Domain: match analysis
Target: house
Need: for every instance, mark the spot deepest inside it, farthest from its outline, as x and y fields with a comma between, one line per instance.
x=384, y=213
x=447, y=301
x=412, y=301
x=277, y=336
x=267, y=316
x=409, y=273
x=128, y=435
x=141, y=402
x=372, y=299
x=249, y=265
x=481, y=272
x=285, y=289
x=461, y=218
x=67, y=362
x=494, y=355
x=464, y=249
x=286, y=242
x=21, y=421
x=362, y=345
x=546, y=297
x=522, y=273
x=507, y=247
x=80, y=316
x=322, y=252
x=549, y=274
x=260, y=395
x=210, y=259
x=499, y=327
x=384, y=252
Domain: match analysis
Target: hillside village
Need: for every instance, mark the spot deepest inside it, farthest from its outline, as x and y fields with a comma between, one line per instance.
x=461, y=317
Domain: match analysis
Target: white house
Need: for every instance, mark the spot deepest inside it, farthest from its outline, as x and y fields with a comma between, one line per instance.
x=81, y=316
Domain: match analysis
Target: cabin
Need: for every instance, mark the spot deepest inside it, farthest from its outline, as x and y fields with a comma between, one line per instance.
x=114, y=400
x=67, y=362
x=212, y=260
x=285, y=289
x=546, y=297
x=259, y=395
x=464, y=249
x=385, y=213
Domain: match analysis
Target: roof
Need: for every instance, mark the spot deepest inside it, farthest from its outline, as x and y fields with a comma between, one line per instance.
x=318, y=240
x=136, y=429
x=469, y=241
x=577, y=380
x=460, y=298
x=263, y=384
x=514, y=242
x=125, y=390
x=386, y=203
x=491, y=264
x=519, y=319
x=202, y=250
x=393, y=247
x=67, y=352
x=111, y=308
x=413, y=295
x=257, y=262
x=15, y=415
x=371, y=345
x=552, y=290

___

Problem description ->
Please work out how many lines in the listing above contain the string "Target", and answer with that number only.

Your response ->
5